*PASSAGE TO READ*:
At the time of the stabbing, Crabtree was on supervised probation

after being convicted in Pike Circuit Court of two charges of assault under extreme

emotional disturbance. His probation in that case was revoked on May 11, 2022.

On March 10, 2023, Crabtree moved to enter a guilty plea in the

Martin County case after accepting an offer from the Commonwealth to

recommend a sentence of fifteen years on each count, to be run concurrently. The

trial court conducted a plea colloquy in conformity with Boykin v. Alabama,1 in

which it asked Crabtree whether he was satisfied with his legal counsel, whether he

understood the plea agreement, whether he had any questions about the agreement,

whether he had been coerced in any way to accept the agreement, and whether he

1 395 U.S. 238, 89 S. Ct. 1709, 23 L. Ed. 2d 274 (1969).

-2- understood the significant constitutional rights he was giving up by pleading

guilty, including the right to a jury trial and the right to an appeal. Upon finding

that Crabtree’s plea was made knowingly, intelligently, and voluntarily, the trial

court accepted the plea and scheduled the case for sentencing.

At the sentencing hearing on April 20, 2023, Crabtree’s counsel

informed the court that Crabtree wished to withdraw his plea. The trial court asked

Crabtree whether he was aware that he was facing a potential sentence of twenty

years on each of the two charges, both of which are class B felonies, and a

potential sentence of forty years if the sentences were run consecutively.

Crabtree’s counsel added that Crabtree would also be PFO (“persistent felony

offender”) eligible. Crabtree indicated that he understood these potential

consequences but still wished to withdraw his guilty plea. Crabtree’s defense

counsel moved to withdraw from the case because of a conflict due to the nature of

the hearing as well as the breakdown of the client-attorney relationship. The trial

court granted the motion and ordered the appointment of conflict counsel. The

trial court also scheduled a hearing on the motion to withdraw the plea.

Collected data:

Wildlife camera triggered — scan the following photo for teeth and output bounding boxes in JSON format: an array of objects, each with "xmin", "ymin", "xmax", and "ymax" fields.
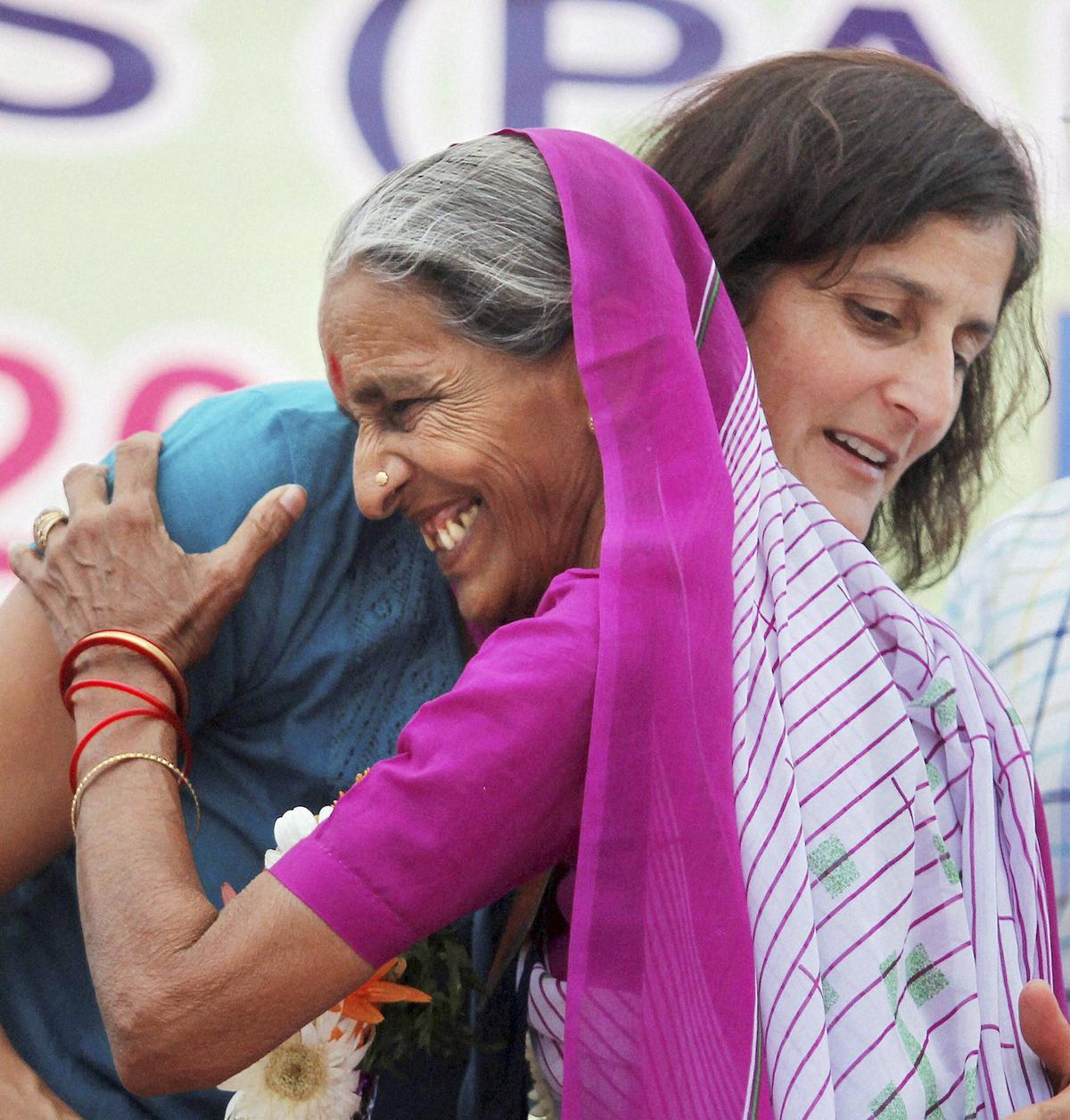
[
  {"xmin": 833, "ymin": 432, "xmax": 888, "ymax": 467},
  {"xmin": 423, "ymin": 502, "xmax": 480, "ymax": 552}
]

*TASKS*:
1/ Reproduce the records word for word, leaving out the picture.
2/ Continue the court passage about Crabtree's guilty plea from the point where it ends.

*RESULTS BY TASK*:
1/
Wildlife camera triggered — scan the following photo for teeth and output bounding boxes in JSON format: an array of objects, each with "xmin", "ymin", "xmax", and "ymax" fields.
[
  {"xmin": 833, "ymin": 432, "xmax": 888, "ymax": 467},
  {"xmin": 423, "ymin": 502, "xmax": 480, "ymax": 552}
]

2/
At that hearing, conflict counsel informed the court that Crabtree

wanted to withdraw his plea because he believed he had obtained evidence that

would prove his innocence. Conflict counsel explained that he did not intend to

present the actual evidence at that time and that its admissibility at trial would have

-3- to be determined, but he would argue the motion on Crabtree’s behalf and leave it

to the court’s discretion to decide whether to allow him to withdraw the plea. The

trial court asked him if he wished to argue the motion at that time or later; he told

the court he wanted to do it at that time because he had to return to court in Floyd

County. He proceeded to describe the evidence as consisting of text messages

from Misty Runyon, who was an eyewitness to the stabbing incident, and

explained that the messages could be used to cross-examine her. He also stated

that he had warned Crabtree that if he withdrew his plea, the original offer from the

Commonwealth of concurrent fifteen-year sentences would no longer be available

and any future offer would be for a significantly longer sentence or an open plea.

When questioned by the trial court, Crabtree stated that he first

learned of the text messages in a telephone conversation with his mother, which

occurred after he pled guilty. The trial court also questioned him about the

veracity of the sworn statements he had made at his plea colloquy. Crabtree

acknowledged making the statements and did not say he had been untruthful. The

Commonwealth attorney argued that Crabtree was complaining about the evidence

in the case, not about the voluntariness of his plea.

The trial court took the matter under advisement and subsequently

entered an order denying the motion after finding that, under the totality of the

-4- circumstances, the guilty plea was entered knowingly, intelligently, and

voluntarily. Its order stated, in pertinent, part:

[T]he Defendant (under oath) stated to the Court that he had signed the Motion to Enter Guilty Plea voluntarily, without duress, threat or coercion, that his attorney and he had reviewed the Motion, that he fully understood it and had no questions about it. Further, the Defendant stated under oath that he had reviewed the Commonwealth’s Offer with his counsel, understood it fully and had no questions about it. The Court explained to the defendant that the potential sentence for the two Class B Felonies was forty years. Finally, the Defendant stated (under oath) he understood the constitutional rights he was giving up by pleading guilty and knowing those rights, wished to plead guilty to the charges because he was guilty of the charges and for no other reasons.

. . . It is the Court’s opinion that the Defendant understood the nature of the proceedings and that the Defendant had a full understanding of the nature of the charges, the potential penalties and the consequences of his guilty plea. Further, the Defendant stated under oath that he had discussed the case extensively with his counsel, was satisfied by the work of his attorney and that he had no complaints whatsoever about the work of his attorney or her office. After accepting the Defendant’s guilty plea, the Court explained to the Defendant the sentencing process and the Court finds the Defendant understood and had no questions for the Court.

Crabtree renewed his motion to withdraw the plea. The trial court

denied the renewed motion and entered judgment in accordance with the plea

agreement, sentencing Crabtree to fifteen years in prison. This appeal by Crabtree

followed.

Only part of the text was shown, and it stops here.